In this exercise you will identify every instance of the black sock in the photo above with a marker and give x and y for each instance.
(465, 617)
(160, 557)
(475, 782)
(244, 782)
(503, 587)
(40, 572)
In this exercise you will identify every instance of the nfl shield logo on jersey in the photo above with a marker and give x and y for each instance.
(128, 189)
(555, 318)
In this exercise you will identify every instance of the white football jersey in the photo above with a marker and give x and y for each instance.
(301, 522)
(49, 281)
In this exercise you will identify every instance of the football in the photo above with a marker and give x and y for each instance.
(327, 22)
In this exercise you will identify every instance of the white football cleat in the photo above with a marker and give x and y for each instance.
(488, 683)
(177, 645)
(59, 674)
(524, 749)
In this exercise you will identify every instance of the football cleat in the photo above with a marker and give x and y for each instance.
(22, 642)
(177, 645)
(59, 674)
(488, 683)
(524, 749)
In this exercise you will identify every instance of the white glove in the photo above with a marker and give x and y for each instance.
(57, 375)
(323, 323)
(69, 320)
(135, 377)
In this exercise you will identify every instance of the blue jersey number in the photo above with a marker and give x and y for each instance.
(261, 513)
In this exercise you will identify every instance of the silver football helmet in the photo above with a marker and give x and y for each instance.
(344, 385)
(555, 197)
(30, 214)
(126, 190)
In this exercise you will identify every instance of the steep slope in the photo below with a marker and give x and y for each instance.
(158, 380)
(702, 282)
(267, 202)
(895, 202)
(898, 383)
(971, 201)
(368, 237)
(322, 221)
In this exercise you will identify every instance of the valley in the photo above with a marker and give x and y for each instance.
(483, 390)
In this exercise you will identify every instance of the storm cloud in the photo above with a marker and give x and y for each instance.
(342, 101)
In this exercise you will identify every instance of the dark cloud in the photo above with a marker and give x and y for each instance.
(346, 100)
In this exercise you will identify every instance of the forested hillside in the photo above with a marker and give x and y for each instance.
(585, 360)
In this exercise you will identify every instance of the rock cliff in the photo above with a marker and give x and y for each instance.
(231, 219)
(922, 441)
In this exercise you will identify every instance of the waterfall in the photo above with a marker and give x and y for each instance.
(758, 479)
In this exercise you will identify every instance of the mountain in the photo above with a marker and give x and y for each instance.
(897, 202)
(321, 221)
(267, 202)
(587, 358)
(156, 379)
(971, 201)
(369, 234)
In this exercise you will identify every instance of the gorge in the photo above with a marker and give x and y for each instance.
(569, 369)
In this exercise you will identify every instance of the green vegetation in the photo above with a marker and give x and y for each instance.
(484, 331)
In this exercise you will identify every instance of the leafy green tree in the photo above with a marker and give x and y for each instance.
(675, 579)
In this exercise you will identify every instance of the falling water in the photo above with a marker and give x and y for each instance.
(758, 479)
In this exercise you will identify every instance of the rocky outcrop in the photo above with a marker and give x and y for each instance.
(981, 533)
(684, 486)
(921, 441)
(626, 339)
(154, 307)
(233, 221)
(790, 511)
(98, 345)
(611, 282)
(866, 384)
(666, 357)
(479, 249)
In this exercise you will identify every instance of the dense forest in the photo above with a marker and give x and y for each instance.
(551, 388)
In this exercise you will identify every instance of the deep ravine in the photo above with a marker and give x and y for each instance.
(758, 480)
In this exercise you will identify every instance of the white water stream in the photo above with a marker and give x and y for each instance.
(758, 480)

────────

_Instruction:_ Reproduce each of the lines above word for word, in their original order.

_Exercise answer:_
In this exercise you will identify every instance of the black sock in the photo above with a marker and give x and y for each instance.
(465, 617)
(160, 557)
(475, 782)
(244, 782)
(503, 587)
(40, 572)
In this exercise you will identify every instance of the nfl shield logo on jersey in the photo above with a marker and give x and y for each instance.
(128, 189)
(555, 318)
In this exercise you will identify every instance of the white football jersey in the photo above with a marker and give x and y for each instance.
(301, 522)
(49, 281)
In this exercise you will identify every instance of the football in the photo above with a marker and give x and y for each instance.
(327, 22)
In this exercise you will identify every instance of the white football cleat in the photo above with a marker and give x and y for each instance.
(488, 683)
(177, 645)
(59, 674)
(524, 749)
In this exercise you will identify every instance of the football cleat in the photo above with a marker and give x and y for each instance.
(22, 642)
(177, 645)
(59, 674)
(488, 683)
(524, 749)
In this exercise you will identify every instance of the white glove in the photo above with a marker and give x and y for each instance.
(57, 375)
(323, 323)
(69, 320)
(135, 377)
In this exercise you will identify every instance of the blue jersey number in the photo above with a marker and give x and y for each instance.
(261, 513)
In this exercise you will identify every instance of the silver football helmet in the photo above with a marker and give x and y for each instance.
(344, 385)
(555, 197)
(30, 214)
(126, 190)
In this exercise you will identify every instance of the steep slope in the photo below with a marker and give x and y for each instance.
(158, 380)
(702, 282)
(267, 202)
(895, 202)
(898, 383)
(971, 201)
(368, 237)
(322, 221)
In this exercise you will identify every instance of the valley in the photo above with a marker and give x and y for each instance.
(483, 390)
In this exercise you will identify every instance of the storm cloud in the photo above with a marker and give x and y for each instance.
(342, 101)
In this exercise you will identify every instance of the dark cloud in the photo above with a marker and give x and y for each instance.
(346, 100)
In this exercise you will identify every instance of the forested hillside in the photo above with a marker and give x and y for each instance.
(585, 360)
In this exercise you will identify every instance of the rock cliff in the photo above with a marker and give x and y for each instance.
(231, 219)
(922, 441)
In this exercise you will identify every instance of the waterfall in the photo above with a marker and give x and y for each instance.
(758, 479)
In this exercise you will identify every instance of the mountain in the photo above with a marker and give x and y for each instance.
(897, 202)
(321, 221)
(267, 202)
(587, 358)
(156, 379)
(971, 201)
(369, 234)
In this exercise you will identify every instance of the gorge in the photo above with a marker and give x and y for each instance.
(569, 369)
In this exercise you will identify every instance of the green vegetation in the photo above with a marker and give x and y for each instance.
(484, 331)
In this exercise you will identify every instance of the leafy green tree in the photo above with a marker and give x and y for each instance.
(675, 579)
In this exercise you will identify every instance of the falling water in the photo above with a marker and give x and y for each instance.
(758, 479)
In this exercise you will identify every instance of the rocky outcrop in the photo above with a marker and give x and y for each instance.
(981, 533)
(684, 486)
(921, 441)
(626, 339)
(154, 307)
(233, 221)
(790, 511)
(98, 345)
(611, 282)
(866, 384)
(666, 357)
(479, 249)
In this exercise you will identify every instance of the dense forest in the photo above with a marker and give x and y for each instance.
(551, 388)
In this exercise you will identify every instance of the deep ravine in the photo above with a marker and give x and y for each instance.
(758, 480)
In this exercise you will identify every instance of the white water stream in the photo above with a marker and give x and y for each instance.
(758, 480)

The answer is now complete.